# START OF PAGE

In the brief, the caucus argues that the federal court should vacate a regulation proposed by PJM – the agency that manages the power grid for 13 states, including Pennsylvania, and the District of Columbia – to allow subsidized electricity generators to skirt its minimum offer price rule (MOPR) when committing to supply energy in PJM’s forward-looking capacity market. This market ensures PJM will have enough energy to power the grid three years into the future and is a key measure of its reliability.

FERC’s administrative inaction on the rule allowed it to lapse into effect, without ever considering the merits of the rule itself.

At the heart of MOPR is the distinction between subsidized electricity generation and non-subsidized electricity generation.

Some states that supply electricity in PJM subsidize certain types of electricity generation with state tax revenues. These subsidies promote certain types of electric generation capacity to the exclusion of others. In short, the states pick winners and losers.

Pennsylvania supports markets based on competition – not subsidies. Here, the cost of electric generation is the cost of electric generation. It’s not artificially influenced by a state contribution and PJM producers are incentivized to produce power at the lowest possible price for consumers.

# END OF PAGE

→ REQUIREMENTS
1 > List every abbreviation used in the passage about the PJM minimum offer price rule.
2 > Write the next part of the passage about the PJM minimum offer price rule, picking up after its final sentence.

# START OF ENTRIES PROVIDED

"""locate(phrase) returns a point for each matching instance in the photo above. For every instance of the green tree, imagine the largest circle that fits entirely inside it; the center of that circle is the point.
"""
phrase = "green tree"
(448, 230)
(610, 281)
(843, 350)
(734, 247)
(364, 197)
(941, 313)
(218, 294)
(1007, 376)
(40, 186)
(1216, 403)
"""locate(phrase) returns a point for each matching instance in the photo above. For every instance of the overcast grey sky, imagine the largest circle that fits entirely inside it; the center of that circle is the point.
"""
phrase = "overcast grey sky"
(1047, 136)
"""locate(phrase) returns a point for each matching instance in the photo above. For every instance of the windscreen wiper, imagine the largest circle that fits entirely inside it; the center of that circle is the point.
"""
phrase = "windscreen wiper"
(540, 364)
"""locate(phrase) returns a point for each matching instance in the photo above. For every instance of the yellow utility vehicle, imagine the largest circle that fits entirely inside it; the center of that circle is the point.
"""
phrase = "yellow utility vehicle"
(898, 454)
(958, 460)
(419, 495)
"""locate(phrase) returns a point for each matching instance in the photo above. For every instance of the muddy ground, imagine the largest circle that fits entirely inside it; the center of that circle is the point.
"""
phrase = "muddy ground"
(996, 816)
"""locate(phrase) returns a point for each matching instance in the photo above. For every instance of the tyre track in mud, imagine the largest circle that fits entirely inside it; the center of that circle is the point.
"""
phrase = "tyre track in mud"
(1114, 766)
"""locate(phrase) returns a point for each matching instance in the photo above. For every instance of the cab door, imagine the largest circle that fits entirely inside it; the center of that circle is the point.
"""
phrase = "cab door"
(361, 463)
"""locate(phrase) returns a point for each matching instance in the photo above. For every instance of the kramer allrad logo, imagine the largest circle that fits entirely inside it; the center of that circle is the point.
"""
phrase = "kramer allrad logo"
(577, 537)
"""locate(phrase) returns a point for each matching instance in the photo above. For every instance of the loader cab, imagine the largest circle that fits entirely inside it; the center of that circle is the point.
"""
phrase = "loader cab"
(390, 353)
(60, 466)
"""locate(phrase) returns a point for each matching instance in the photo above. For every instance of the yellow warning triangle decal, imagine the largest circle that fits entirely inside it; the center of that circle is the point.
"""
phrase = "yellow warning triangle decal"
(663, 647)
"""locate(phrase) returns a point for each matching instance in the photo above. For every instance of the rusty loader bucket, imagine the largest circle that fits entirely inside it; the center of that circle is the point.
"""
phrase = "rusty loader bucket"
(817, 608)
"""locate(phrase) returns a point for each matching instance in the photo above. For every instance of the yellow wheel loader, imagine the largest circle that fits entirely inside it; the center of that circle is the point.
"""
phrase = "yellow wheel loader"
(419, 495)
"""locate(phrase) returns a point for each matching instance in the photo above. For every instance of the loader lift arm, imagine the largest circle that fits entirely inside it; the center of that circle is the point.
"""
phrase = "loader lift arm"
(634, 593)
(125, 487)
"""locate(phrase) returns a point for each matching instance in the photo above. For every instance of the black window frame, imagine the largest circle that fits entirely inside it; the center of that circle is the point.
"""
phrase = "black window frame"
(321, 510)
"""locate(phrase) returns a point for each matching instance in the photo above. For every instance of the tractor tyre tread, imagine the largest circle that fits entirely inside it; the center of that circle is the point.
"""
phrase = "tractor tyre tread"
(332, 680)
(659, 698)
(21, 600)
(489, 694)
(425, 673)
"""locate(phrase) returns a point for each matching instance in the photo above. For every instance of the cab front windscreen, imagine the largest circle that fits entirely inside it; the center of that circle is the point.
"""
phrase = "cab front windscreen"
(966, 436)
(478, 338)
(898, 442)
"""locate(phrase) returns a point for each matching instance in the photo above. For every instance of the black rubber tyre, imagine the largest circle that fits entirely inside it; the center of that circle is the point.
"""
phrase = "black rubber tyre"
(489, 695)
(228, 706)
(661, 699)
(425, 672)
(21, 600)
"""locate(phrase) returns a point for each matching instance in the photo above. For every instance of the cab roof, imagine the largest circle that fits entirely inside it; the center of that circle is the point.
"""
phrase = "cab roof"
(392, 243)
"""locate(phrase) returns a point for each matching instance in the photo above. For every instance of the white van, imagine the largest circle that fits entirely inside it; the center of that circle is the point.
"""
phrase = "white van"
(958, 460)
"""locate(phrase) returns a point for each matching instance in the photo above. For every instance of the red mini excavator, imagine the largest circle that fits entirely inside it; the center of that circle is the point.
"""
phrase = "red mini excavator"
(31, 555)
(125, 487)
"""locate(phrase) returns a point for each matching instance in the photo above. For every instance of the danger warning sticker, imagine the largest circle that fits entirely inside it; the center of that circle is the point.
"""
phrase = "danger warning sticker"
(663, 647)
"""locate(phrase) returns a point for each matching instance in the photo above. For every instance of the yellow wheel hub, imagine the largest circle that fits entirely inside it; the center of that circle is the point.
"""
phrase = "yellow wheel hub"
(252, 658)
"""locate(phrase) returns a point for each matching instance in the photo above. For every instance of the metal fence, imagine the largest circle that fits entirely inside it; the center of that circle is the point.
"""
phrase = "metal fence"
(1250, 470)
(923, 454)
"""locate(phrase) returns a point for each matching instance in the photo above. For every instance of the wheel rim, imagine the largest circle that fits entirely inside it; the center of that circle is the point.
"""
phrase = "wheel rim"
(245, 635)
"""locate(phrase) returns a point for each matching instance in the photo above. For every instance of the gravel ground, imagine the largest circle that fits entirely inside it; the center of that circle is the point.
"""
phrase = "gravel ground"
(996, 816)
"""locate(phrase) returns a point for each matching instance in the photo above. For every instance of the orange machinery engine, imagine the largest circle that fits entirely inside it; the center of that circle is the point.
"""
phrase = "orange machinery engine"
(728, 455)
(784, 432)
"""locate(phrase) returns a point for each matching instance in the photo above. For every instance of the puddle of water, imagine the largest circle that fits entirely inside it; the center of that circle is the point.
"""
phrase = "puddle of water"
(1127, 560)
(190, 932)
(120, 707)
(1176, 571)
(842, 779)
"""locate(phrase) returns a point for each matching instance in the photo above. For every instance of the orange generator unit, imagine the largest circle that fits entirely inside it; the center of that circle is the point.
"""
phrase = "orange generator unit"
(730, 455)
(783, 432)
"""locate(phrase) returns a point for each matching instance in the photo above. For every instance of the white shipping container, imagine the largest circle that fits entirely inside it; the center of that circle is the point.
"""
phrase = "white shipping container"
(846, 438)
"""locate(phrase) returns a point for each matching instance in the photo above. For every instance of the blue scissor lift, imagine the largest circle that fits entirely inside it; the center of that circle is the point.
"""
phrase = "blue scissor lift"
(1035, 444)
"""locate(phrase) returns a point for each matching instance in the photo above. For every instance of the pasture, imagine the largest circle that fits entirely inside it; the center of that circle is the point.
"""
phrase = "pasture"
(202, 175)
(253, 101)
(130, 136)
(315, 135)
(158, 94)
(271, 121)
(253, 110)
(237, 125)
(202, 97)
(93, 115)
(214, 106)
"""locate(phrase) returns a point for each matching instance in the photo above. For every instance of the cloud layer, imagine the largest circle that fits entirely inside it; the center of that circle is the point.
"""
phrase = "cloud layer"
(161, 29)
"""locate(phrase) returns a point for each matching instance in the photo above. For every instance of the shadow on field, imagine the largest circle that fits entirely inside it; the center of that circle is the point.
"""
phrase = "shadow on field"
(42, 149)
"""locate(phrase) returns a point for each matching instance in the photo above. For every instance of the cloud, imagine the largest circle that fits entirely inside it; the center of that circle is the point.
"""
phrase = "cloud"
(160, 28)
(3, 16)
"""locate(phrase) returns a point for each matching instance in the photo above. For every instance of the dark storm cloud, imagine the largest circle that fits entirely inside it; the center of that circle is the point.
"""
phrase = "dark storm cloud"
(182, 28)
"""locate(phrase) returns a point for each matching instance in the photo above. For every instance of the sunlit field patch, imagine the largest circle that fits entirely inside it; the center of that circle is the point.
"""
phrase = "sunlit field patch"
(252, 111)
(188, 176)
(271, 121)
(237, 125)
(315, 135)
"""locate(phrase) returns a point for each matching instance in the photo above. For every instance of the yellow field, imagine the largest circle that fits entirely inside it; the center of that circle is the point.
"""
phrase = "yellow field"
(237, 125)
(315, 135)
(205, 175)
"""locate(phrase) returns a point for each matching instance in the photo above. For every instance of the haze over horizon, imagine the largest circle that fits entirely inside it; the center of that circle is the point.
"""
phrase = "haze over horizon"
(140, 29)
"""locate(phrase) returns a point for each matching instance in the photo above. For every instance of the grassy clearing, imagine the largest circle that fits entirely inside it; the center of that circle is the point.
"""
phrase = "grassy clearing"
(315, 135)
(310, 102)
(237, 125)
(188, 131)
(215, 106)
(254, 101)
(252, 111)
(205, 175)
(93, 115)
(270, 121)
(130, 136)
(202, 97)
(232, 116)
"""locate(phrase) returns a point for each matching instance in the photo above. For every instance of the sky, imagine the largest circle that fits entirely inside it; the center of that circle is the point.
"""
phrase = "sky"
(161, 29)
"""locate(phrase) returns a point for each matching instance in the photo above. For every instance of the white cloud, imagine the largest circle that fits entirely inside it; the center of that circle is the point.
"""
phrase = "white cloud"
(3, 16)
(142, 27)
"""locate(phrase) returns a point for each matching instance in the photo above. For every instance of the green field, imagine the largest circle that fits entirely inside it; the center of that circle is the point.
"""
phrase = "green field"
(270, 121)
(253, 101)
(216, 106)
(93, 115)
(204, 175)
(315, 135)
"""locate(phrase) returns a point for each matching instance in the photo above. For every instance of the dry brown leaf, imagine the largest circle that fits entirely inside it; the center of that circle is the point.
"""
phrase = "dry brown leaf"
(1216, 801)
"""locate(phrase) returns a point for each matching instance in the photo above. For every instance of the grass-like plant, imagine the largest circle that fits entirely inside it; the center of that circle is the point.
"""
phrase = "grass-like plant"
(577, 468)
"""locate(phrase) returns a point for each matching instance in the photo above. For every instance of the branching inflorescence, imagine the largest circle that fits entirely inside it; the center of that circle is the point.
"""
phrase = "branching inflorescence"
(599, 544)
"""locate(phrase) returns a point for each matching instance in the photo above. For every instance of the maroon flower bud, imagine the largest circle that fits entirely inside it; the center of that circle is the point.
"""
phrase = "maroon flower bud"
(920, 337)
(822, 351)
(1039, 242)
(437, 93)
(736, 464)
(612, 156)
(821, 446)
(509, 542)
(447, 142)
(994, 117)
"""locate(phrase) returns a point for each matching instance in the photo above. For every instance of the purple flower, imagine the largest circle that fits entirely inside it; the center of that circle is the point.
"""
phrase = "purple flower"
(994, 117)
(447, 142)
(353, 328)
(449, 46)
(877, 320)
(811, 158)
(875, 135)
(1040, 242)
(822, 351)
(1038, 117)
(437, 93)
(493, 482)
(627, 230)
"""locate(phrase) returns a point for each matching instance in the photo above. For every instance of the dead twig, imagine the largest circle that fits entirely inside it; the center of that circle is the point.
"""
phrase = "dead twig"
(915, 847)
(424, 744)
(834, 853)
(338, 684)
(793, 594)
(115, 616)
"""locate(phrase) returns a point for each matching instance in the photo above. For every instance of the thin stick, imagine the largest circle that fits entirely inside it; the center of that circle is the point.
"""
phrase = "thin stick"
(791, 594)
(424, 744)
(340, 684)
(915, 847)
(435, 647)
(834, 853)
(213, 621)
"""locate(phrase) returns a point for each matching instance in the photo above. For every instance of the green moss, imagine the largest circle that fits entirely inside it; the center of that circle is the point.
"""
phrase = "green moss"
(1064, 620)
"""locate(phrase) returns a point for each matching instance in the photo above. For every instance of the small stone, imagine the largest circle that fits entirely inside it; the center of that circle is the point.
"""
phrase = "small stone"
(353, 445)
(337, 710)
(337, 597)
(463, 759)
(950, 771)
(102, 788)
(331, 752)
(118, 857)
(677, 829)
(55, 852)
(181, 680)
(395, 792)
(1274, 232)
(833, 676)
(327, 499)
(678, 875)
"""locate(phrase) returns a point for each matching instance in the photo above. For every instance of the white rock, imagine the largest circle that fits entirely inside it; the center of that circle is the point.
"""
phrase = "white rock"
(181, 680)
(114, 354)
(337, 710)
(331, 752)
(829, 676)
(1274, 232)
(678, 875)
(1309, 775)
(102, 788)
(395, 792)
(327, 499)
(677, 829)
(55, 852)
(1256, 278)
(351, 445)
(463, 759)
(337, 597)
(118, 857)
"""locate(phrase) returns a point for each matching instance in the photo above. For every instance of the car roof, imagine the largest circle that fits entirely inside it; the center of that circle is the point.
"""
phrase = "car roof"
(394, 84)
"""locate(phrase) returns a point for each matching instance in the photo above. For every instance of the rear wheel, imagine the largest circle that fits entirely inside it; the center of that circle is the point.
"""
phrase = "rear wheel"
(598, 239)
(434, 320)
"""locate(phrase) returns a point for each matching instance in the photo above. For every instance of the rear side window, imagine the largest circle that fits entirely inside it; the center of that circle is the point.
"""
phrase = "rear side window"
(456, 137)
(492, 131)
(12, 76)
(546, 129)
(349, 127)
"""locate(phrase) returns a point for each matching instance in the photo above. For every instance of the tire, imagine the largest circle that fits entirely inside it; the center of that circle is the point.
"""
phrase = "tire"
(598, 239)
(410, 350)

# END OF ENTRIES PROVIDED

→ ANSWERS
1 > PJM, MOPR, FERC

2 >
Under MOPR, the generator’s capacity market bid is based on the cost to provide that capacity before any state subsidy is applied. Thus, all states supplying electricity to the PJM grid are on the same footing.

PJM’s new regulation, which is before the federal courts, effectively ignores the market-distorting impacts of subsidies. This change is a wholesale shift in policy based on administrative procedure with no regard to fair and equitable treatment for resources that do not receive subsidies, Yaw said.

“This unprecedented change to the operation of our power grid’s wholesale market undermines decades of successful competition and increased reliability achieved in Pennsylvania as a result of our sensible energy policies,” Yaw said. “Our caucus cannot and will not allow federal negligence to supplant the progress we’ve made through lowered electricity rates and decreased emissions with conflicting policies adopted by other states in our grid.”